___ Exercise material ___

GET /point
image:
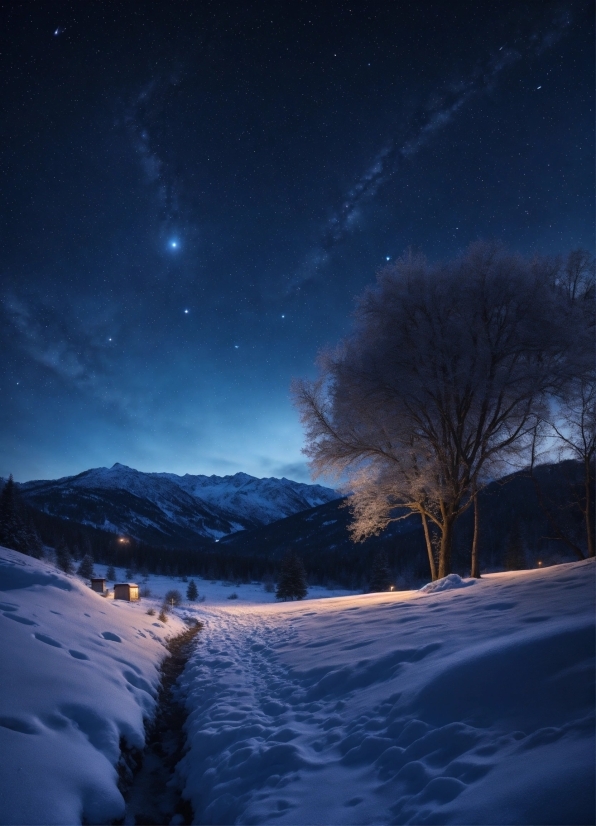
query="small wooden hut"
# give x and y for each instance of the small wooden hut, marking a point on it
(126, 590)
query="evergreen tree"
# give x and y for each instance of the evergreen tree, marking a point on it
(292, 580)
(85, 569)
(12, 528)
(63, 557)
(33, 541)
(380, 579)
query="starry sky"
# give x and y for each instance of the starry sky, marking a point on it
(192, 194)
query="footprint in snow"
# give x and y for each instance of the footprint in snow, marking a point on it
(16, 618)
(78, 655)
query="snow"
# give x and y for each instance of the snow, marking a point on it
(79, 672)
(467, 705)
(447, 583)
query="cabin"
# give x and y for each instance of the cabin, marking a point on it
(126, 590)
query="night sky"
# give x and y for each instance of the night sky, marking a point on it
(193, 193)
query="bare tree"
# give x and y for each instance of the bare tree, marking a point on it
(446, 371)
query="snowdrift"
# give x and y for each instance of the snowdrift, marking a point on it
(79, 674)
(468, 705)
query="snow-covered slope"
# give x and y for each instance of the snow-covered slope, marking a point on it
(467, 705)
(163, 508)
(255, 501)
(79, 673)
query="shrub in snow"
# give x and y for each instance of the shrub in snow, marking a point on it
(447, 583)
(172, 598)
(292, 579)
(85, 569)
(380, 579)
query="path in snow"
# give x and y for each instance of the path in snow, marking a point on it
(473, 705)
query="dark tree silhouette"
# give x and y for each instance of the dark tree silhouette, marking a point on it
(64, 557)
(85, 569)
(444, 375)
(12, 527)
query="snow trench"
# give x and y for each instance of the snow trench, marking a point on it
(466, 706)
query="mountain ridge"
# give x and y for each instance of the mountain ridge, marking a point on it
(166, 508)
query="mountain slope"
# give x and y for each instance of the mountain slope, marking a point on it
(166, 509)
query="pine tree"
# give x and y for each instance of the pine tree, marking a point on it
(12, 528)
(85, 569)
(292, 580)
(33, 541)
(515, 558)
(380, 579)
(63, 557)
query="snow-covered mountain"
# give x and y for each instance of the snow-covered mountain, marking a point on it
(164, 508)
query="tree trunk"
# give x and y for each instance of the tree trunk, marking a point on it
(429, 547)
(588, 512)
(475, 567)
(445, 547)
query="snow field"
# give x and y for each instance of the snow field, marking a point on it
(465, 705)
(79, 672)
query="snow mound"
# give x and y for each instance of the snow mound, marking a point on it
(447, 583)
(79, 675)
(392, 708)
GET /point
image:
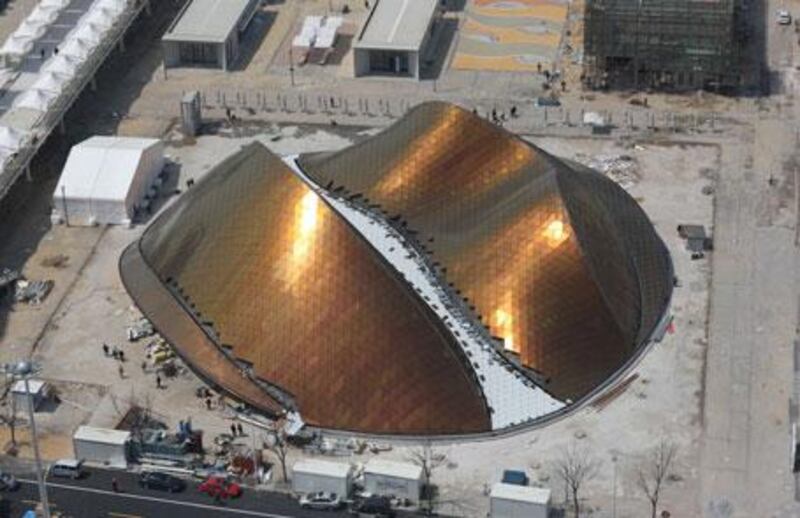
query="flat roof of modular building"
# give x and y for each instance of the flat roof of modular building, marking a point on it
(323, 467)
(207, 20)
(101, 435)
(532, 495)
(390, 468)
(397, 24)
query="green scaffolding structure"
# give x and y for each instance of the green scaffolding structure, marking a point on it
(663, 44)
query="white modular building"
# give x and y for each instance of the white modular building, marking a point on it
(107, 179)
(39, 390)
(102, 446)
(388, 478)
(208, 32)
(312, 475)
(394, 38)
(513, 501)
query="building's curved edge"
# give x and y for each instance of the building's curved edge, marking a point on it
(416, 300)
(655, 334)
(133, 258)
(141, 282)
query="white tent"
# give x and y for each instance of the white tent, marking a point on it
(63, 65)
(89, 32)
(17, 45)
(100, 16)
(51, 82)
(308, 33)
(113, 6)
(57, 4)
(31, 29)
(35, 99)
(106, 178)
(11, 138)
(78, 48)
(11, 141)
(43, 15)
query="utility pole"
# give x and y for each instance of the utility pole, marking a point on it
(39, 473)
(291, 66)
(24, 369)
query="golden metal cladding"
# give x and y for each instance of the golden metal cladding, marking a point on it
(556, 260)
(301, 297)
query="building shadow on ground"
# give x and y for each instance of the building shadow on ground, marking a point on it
(253, 38)
(443, 40)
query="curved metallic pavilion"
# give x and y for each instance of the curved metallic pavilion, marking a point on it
(269, 293)
(556, 260)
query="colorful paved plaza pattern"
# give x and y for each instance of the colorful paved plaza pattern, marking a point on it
(510, 35)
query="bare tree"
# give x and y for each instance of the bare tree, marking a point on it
(11, 419)
(654, 470)
(427, 458)
(575, 466)
(276, 443)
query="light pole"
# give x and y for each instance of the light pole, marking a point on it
(614, 493)
(25, 369)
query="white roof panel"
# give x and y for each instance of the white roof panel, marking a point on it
(533, 495)
(102, 435)
(207, 20)
(36, 386)
(397, 24)
(322, 467)
(389, 468)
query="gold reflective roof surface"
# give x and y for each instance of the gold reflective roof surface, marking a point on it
(558, 261)
(304, 304)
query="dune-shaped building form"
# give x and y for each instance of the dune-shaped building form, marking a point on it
(269, 293)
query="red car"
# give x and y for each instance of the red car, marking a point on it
(220, 486)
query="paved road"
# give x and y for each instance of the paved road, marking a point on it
(92, 497)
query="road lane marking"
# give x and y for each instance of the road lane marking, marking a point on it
(36, 502)
(182, 503)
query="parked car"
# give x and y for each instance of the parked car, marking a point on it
(67, 468)
(321, 501)
(374, 505)
(542, 102)
(161, 481)
(220, 486)
(8, 482)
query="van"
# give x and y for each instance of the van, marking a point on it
(67, 468)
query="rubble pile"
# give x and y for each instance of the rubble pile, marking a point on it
(32, 292)
(23, 290)
(623, 169)
(142, 328)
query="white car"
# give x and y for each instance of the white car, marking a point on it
(321, 501)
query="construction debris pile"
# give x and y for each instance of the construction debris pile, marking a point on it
(142, 328)
(623, 169)
(23, 290)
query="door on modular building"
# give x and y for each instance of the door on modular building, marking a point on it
(389, 62)
(199, 53)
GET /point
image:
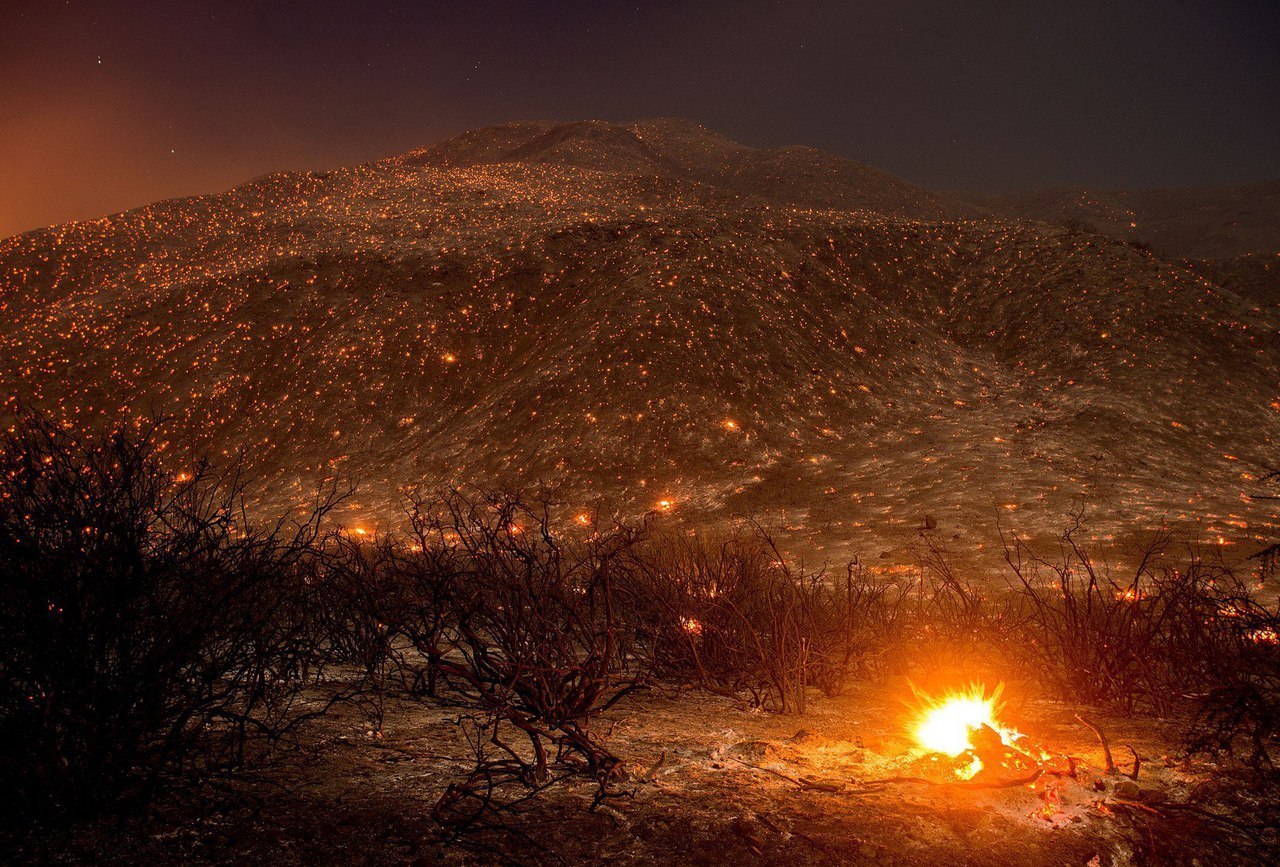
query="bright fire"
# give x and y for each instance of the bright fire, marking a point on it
(946, 725)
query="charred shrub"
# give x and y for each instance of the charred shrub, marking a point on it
(734, 616)
(516, 624)
(146, 629)
(1168, 634)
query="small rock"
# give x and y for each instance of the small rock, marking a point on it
(1127, 789)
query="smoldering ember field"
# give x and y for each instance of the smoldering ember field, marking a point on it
(474, 488)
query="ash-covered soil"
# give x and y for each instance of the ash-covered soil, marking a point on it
(709, 783)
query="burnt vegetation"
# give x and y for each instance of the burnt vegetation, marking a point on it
(151, 635)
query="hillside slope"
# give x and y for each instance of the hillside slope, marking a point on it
(618, 323)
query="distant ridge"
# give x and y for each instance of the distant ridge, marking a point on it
(684, 150)
(649, 313)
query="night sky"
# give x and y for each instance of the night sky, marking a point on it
(110, 105)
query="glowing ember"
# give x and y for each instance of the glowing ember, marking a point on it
(947, 725)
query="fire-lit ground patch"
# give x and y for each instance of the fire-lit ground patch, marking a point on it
(711, 783)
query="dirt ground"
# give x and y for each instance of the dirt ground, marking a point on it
(711, 783)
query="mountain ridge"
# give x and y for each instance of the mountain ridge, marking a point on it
(641, 340)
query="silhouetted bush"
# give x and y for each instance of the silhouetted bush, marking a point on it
(519, 624)
(146, 628)
(736, 617)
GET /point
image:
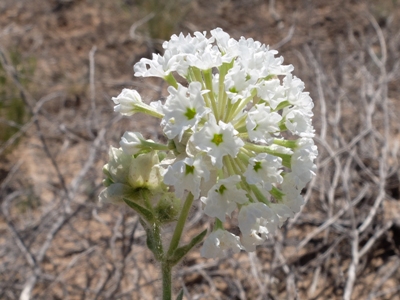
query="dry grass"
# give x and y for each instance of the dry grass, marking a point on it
(58, 242)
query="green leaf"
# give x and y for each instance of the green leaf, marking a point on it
(180, 295)
(181, 252)
(145, 213)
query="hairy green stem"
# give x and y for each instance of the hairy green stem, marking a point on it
(166, 271)
(176, 237)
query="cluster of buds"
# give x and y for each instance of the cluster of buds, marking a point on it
(239, 138)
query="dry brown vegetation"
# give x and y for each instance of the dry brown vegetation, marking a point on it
(58, 242)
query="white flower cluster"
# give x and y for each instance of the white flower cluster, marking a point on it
(240, 133)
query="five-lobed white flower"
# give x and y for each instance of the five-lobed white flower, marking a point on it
(241, 109)
(262, 123)
(256, 221)
(131, 142)
(183, 109)
(264, 169)
(187, 175)
(217, 243)
(223, 197)
(126, 102)
(217, 140)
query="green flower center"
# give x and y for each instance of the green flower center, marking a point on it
(217, 139)
(221, 189)
(189, 170)
(257, 166)
(190, 113)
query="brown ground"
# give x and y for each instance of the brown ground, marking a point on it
(58, 242)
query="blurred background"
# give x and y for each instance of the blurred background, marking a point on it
(61, 61)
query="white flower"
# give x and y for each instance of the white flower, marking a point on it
(126, 102)
(239, 136)
(115, 193)
(264, 169)
(272, 92)
(226, 45)
(131, 142)
(261, 122)
(159, 66)
(237, 85)
(210, 58)
(282, 211)
(218, 243)
(291, 187)
(144, 171)
(183, 109)
(256, 221)
(303, 160)
(217, 140)
(117, 168)
(223, 197)
(129, 102)
(187, 175)
(298, 122)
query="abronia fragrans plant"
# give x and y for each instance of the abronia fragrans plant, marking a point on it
(239, 139)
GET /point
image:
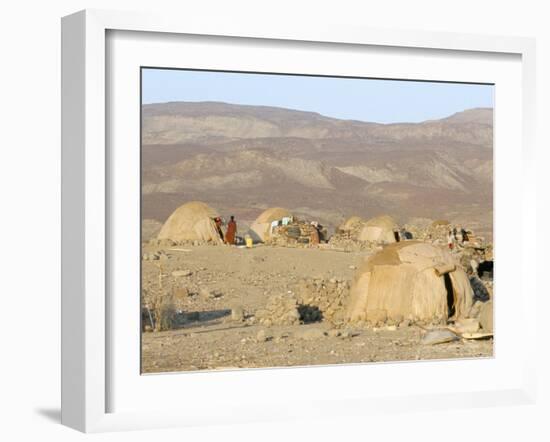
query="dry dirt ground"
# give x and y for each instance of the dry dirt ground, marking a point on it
(222, 278)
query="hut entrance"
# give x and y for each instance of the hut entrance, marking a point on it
(451, 308)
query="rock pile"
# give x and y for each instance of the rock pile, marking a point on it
(322, 299)
(280, 310)
(297, 233)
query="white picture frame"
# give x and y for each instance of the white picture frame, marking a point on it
(85, 202)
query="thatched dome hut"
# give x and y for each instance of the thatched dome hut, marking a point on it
(380, 229)
(190, 222)
(260, 230)
(351, 223)
(410, 280)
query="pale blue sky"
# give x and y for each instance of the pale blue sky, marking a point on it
(381, 101)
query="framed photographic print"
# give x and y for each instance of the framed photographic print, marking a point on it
(249, 213)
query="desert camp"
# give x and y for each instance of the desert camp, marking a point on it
(338, 230)
(293, 287)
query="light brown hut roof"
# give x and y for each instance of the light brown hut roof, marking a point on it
(191, 221)
(440, 222)
(351, 222)
(380, 229)
(272, 214)
(410, 280)
(260, 230)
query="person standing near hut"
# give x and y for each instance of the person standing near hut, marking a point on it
(219, 223)
(450, 240)
(231, 231)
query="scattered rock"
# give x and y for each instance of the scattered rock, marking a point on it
(280, 310)
(263, 336)
(377, 316)
(181, 273)
(345, 334)
(440, 336)
(237, 313)
(469, 325)
(310, 333)
(486, 316)
(405, 323)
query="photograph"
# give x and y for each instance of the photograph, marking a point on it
(293, 220)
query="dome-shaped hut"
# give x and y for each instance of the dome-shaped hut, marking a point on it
(409, 280)
(351, 223)
(190, 222)
(380, 229)
(260, 230)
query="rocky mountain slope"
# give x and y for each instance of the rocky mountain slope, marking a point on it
(242, 159)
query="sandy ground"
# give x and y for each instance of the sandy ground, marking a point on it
(220, 278)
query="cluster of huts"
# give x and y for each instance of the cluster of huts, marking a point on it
(404, 280)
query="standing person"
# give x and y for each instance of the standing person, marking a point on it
(465, 235)
(450, 240)
(219, 223)
(231, 231)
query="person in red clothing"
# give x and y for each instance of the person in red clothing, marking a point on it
(231, 231)
(219, 223)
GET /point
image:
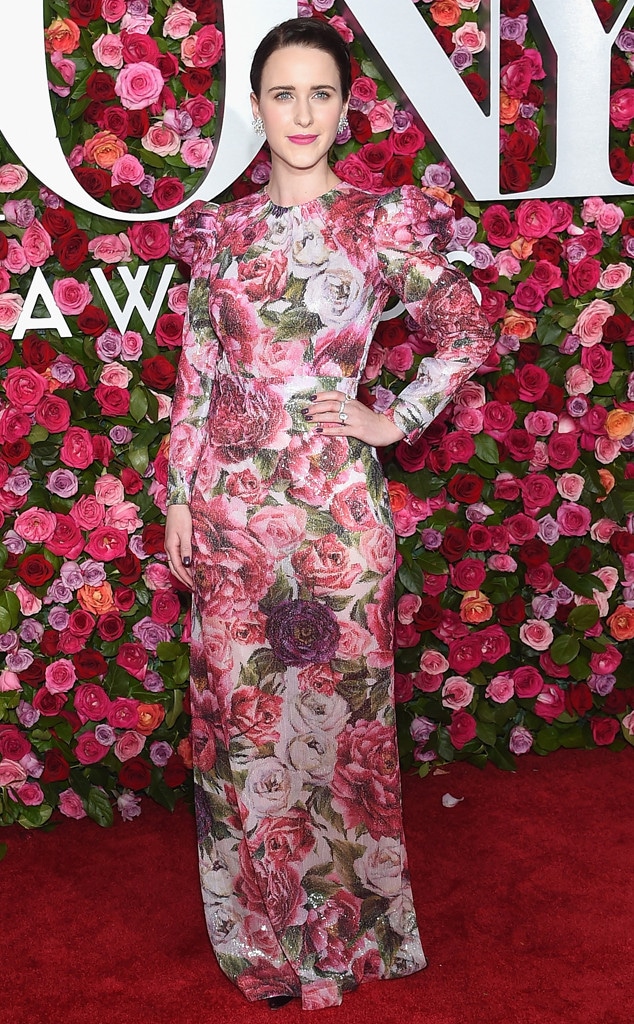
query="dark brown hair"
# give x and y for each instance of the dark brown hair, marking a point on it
(308, 32)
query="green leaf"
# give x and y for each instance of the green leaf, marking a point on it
(584, 616)
(487, 449)
(99, 808)
(138, 403)
(564, 649)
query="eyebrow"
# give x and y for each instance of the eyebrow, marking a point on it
(276, 88)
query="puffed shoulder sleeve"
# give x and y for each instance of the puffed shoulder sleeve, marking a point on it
(411, 228)
(193, 242)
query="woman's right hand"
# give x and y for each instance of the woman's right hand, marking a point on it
(178, 543)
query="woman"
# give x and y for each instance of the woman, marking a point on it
(279, 521)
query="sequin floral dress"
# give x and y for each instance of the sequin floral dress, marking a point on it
(302, 861)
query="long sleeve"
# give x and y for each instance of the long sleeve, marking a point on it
(194, 242)
(409, 227)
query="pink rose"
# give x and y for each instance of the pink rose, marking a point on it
(12, 177)
(615, 275)
(537, 633)
(197, 152)
(109, 50)
(138, 85)
(59, 676)
(501, 688)
(88, 750)
(574, 520)
(457, 692)
(162, 140)
(71, 296)
(71, 804)
(381, 116)
(589, 324)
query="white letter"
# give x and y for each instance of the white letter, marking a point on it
(28, 125)
(134, 300)
(40, 290)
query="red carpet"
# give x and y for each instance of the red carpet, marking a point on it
(523, 893)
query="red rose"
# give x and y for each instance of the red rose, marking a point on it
(579, 699)
(53, 414)
(168, 331)
(168, 193)
(133, 658)
(462, 730)
(89, 664)
(174, 772)
(153, 537)
(371, 797)
(135, 774)
(113, 400)
(126, 197)
(49, 705)
(129, 567)
(71, 249)
(93, 180)
(584, 276)
(150, 240)
(35, 570)
(513, 611)
(158, 373)
(84, 11)
(429, 615)
(196, 81)
(56, 768)
(92, 321)
(466, 487)
(604, 730)
(138, 124)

___

Work to be completed: Collect every line of the data above that contains the word "distant", and list those lines in their original order.

Response to the exercise:
query="distant ridge"
# give x and y for each instance of the distant ridge, marking a point on it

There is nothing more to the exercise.